[ENTRIES SUPPLIED — start]

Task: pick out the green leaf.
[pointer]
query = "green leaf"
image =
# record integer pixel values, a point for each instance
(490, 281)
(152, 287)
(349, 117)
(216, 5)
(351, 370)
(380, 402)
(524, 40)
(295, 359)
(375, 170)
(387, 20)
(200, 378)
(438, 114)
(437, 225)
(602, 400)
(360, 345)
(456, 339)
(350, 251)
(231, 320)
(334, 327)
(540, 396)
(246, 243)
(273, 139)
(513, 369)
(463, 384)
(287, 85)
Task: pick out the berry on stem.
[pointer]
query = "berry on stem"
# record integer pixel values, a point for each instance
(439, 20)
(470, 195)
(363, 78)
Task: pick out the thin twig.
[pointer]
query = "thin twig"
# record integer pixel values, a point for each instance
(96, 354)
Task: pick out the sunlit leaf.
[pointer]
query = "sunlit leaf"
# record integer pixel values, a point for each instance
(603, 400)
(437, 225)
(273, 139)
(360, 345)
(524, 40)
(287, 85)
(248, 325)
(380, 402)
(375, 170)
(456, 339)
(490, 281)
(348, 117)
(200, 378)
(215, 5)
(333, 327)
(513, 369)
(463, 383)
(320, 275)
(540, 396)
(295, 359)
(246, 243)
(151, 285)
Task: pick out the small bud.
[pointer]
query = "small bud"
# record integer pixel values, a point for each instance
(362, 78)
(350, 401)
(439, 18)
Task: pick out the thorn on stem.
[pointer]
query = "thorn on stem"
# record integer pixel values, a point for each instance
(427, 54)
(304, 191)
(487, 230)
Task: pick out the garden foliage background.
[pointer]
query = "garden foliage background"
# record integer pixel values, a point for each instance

[ENTRIES SUPPLIED — finish]

#### EXERCISE PROMPT:
Report back every line of the entries in which "foliage" occurs.

#### FINAL ANSWER:
Task: pick out the garden foliage background.
query = "garden foliage background"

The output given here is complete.